PROBLEM DETAILS
The span to repeat in the listing below runs from the line containing "box: [205, 137, 230, 154]" to the line containing "171L434 157L400 149L381", inclusive. Repeat it exactly, and only it.

SUPPLIED ENTRIES
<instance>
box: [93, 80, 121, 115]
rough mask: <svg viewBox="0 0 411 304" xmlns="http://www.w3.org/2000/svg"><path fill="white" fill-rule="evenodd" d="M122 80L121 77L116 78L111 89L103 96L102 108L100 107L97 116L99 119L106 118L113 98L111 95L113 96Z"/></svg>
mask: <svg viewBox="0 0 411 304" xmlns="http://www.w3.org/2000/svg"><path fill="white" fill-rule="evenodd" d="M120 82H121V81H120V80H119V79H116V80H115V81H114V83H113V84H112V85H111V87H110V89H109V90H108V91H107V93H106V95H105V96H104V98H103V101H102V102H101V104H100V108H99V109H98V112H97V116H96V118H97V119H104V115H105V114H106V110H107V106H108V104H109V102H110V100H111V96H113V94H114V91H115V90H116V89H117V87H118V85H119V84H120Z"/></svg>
* * *
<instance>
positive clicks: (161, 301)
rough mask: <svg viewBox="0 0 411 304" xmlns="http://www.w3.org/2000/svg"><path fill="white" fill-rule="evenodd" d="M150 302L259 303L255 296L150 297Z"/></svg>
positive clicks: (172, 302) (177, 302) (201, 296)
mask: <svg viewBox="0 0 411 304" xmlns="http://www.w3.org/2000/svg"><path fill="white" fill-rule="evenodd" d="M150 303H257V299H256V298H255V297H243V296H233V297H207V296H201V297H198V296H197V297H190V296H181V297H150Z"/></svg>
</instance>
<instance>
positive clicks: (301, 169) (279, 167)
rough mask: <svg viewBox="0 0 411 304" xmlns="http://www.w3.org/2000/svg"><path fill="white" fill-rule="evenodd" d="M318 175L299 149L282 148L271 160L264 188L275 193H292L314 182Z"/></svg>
---
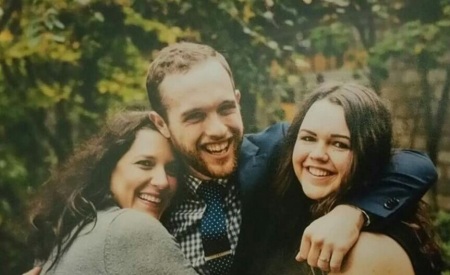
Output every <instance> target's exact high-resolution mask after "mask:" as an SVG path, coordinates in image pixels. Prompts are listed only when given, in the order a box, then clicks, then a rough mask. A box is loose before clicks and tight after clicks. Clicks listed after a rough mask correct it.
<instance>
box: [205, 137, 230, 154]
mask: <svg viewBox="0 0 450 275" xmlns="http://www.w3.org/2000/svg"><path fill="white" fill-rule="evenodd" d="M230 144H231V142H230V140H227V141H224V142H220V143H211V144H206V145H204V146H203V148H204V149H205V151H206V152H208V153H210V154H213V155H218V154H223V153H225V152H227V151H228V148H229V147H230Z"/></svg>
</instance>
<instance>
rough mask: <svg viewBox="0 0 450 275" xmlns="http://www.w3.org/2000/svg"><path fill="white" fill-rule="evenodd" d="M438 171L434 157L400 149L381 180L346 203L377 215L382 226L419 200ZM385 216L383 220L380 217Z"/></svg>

RESPONSE TO THIS EXERCISE
box: [205, 137, 230, 154]
mask: <svg viewBox="0 0 450 275" xmlns="http://www.w3.org/2000/svg"><path fill="white" fill-rule="evenodd" d="M230 144H231V142H230V140H227V141H224V142H220V143H211V144H206V145H204V146H203V148H204V149H205V151H206V152H208V153H210V154H213V155H218V154H223V153H225V152H227V151H228V148H229V147H230Z"/></svg>
</instance>
<instance>
rough mask: <svg viewBox="0 0 450 275" xmlns="http://www.w3.org/2000/svg"><path fill="white" fill-rule="evenodd" d="M438 171L434 157L400 149L381 180L346 203L377 215L382 226L419 200ZM385 216L383 220L380 217Z"/></svg>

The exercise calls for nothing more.